Nothing but the lines from the line with "button-up shirt and report the pixel coordinates." through the end of the data is to be copied, and each is to be copied exactly.

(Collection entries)
▼

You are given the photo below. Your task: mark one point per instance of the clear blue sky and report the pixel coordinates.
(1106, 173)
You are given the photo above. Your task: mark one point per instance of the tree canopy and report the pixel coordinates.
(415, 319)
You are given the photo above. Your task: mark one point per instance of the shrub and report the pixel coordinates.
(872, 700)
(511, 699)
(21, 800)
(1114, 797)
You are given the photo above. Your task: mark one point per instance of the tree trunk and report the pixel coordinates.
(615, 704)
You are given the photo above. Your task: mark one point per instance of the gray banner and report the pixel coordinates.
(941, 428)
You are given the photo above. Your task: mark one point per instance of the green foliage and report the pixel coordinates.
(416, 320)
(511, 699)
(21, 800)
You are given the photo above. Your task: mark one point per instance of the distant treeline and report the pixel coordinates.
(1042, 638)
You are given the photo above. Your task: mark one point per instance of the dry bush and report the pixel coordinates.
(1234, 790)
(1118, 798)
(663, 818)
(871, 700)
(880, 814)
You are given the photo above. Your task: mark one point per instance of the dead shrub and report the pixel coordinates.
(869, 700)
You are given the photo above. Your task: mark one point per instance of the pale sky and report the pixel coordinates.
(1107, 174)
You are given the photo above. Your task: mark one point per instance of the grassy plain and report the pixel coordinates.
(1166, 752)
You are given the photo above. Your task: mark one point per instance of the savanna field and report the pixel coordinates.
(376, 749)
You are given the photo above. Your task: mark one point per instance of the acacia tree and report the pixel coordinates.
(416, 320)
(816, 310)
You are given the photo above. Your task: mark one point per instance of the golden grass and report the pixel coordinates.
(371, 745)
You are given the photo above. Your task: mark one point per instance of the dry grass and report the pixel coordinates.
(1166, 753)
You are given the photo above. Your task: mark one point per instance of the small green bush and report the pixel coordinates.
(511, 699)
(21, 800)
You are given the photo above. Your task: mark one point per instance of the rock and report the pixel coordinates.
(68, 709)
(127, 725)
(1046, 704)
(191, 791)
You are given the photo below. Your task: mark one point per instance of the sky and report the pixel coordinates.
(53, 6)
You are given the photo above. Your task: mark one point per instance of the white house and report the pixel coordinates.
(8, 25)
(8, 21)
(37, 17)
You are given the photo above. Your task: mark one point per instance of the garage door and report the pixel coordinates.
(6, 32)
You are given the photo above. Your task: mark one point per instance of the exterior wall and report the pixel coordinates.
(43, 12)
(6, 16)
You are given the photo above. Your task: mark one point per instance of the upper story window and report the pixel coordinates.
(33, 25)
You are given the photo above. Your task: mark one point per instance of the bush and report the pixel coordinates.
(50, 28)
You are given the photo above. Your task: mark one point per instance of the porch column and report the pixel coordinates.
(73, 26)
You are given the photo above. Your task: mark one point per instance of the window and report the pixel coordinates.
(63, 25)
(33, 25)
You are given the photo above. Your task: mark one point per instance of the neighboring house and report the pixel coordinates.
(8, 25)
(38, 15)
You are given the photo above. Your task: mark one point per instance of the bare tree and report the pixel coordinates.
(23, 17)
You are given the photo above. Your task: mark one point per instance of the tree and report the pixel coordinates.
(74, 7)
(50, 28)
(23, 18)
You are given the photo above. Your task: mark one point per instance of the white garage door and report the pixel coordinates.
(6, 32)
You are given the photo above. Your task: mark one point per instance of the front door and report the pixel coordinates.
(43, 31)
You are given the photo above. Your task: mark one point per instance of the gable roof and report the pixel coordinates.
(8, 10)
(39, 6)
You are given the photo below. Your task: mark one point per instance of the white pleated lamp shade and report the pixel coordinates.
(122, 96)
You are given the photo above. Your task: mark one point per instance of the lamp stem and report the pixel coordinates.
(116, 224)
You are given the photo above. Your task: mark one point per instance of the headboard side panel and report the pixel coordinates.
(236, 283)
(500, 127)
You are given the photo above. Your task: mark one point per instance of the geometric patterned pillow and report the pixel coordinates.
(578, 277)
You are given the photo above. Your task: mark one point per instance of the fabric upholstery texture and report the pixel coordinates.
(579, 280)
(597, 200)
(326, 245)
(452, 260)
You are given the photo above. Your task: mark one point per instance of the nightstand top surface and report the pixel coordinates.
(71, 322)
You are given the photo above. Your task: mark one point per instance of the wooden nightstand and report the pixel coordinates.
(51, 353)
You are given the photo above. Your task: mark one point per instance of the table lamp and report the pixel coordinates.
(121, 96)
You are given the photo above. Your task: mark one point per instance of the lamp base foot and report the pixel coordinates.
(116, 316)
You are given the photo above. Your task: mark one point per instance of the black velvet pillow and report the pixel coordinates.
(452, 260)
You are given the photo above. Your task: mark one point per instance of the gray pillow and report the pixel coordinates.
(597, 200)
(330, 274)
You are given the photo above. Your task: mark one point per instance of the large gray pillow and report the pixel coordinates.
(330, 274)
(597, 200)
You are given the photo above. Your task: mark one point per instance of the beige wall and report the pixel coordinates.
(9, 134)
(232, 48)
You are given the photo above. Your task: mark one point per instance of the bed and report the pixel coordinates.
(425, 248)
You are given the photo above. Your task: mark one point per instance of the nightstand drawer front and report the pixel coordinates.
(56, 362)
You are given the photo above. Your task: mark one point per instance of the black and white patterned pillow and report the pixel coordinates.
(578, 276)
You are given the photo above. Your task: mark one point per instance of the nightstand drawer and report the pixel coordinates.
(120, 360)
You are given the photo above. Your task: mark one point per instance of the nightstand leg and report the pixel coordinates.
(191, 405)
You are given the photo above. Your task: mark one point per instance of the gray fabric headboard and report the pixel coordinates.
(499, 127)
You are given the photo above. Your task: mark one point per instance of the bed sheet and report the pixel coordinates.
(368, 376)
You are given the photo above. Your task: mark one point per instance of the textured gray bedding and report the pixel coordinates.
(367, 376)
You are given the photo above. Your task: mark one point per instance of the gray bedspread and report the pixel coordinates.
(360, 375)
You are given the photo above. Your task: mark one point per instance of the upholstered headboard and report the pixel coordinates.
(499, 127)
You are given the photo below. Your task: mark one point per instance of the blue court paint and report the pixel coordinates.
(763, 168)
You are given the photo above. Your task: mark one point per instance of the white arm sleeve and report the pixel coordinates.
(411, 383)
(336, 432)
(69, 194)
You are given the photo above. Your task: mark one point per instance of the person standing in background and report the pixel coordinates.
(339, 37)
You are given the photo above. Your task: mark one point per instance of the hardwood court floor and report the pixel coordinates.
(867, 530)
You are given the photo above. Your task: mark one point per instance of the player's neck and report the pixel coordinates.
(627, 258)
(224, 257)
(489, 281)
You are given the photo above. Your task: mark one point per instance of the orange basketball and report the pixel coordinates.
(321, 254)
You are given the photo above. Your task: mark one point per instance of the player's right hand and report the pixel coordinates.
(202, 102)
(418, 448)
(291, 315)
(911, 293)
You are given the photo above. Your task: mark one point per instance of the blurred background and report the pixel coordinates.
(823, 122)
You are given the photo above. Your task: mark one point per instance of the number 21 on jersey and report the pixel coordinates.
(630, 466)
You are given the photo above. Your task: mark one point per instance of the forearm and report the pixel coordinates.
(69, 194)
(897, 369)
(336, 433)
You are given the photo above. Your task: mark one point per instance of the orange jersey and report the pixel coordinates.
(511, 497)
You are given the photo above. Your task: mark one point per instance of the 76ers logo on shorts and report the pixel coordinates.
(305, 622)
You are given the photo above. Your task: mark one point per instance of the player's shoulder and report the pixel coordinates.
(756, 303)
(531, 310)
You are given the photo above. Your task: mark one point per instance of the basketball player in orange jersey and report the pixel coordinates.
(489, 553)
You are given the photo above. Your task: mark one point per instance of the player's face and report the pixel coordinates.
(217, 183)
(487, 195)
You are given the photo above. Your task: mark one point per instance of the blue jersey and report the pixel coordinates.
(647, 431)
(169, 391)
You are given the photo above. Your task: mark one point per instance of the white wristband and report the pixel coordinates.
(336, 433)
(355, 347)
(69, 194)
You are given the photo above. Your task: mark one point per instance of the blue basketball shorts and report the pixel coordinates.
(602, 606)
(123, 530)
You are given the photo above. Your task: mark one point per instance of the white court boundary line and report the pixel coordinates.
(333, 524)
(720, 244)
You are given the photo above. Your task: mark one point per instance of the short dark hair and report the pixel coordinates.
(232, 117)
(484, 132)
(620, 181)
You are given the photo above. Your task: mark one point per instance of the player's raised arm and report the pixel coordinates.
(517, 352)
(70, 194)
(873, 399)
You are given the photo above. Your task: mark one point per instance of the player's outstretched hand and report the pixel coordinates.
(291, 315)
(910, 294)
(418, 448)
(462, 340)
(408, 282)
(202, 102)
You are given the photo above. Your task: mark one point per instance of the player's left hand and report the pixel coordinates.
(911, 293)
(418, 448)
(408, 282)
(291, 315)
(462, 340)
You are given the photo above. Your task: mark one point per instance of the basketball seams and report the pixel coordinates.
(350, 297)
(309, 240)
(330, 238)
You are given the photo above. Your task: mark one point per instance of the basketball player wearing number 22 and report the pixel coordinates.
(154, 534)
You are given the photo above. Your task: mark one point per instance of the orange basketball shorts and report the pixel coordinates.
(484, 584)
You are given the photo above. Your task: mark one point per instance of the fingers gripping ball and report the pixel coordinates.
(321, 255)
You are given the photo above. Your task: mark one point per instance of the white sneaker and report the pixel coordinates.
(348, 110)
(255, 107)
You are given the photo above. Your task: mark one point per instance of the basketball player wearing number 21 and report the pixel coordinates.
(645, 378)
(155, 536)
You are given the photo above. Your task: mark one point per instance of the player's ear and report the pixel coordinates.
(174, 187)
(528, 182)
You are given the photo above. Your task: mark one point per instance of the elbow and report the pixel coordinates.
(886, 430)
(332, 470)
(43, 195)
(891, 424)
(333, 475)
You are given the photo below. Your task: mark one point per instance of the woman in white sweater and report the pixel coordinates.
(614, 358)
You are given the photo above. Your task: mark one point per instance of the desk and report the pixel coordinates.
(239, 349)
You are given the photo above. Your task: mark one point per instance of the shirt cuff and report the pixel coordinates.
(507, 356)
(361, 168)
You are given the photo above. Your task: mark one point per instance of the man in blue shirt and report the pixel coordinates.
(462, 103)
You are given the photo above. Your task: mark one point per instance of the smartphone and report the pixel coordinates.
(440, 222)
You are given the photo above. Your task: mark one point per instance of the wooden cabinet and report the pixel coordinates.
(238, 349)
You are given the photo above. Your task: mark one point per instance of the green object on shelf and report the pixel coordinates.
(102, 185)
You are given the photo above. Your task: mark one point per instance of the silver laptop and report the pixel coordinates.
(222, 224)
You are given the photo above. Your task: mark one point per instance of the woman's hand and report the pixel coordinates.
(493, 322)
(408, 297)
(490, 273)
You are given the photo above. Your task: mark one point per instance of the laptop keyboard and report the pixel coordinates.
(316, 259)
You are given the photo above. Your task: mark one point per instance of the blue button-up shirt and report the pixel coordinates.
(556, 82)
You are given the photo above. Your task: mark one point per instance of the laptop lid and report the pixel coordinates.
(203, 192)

▲

Finished task:
You are given the photo above. Your task: mark one point per instance of the blue button-up shirt and report the pixel coordinates.
(556, 82)
You are given the photo above. Your task: mark one point per instance of the laptop lid and report the pixel coordinates.
(203, 192)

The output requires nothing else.